All the lines below need to be transcribed exactly. Pictures get left out.

## [Data provided]
'''
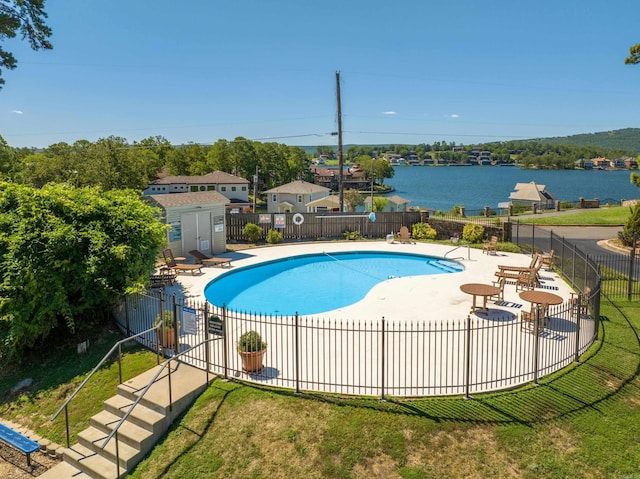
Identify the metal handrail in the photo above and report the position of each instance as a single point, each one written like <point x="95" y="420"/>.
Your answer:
<point x="114" y="431"/>
<point x="147" y="387"/>
<point x="117" y="345"/>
'''
## [The answer]
Identify the metal handrail in the photo above and report the position of each instance as a single point, each one written like <point x="95" y="420"/>.
Your answer:
<point x="114" y="431"/>
<point x="147" y="387"/>
<point x="117" y="345"/>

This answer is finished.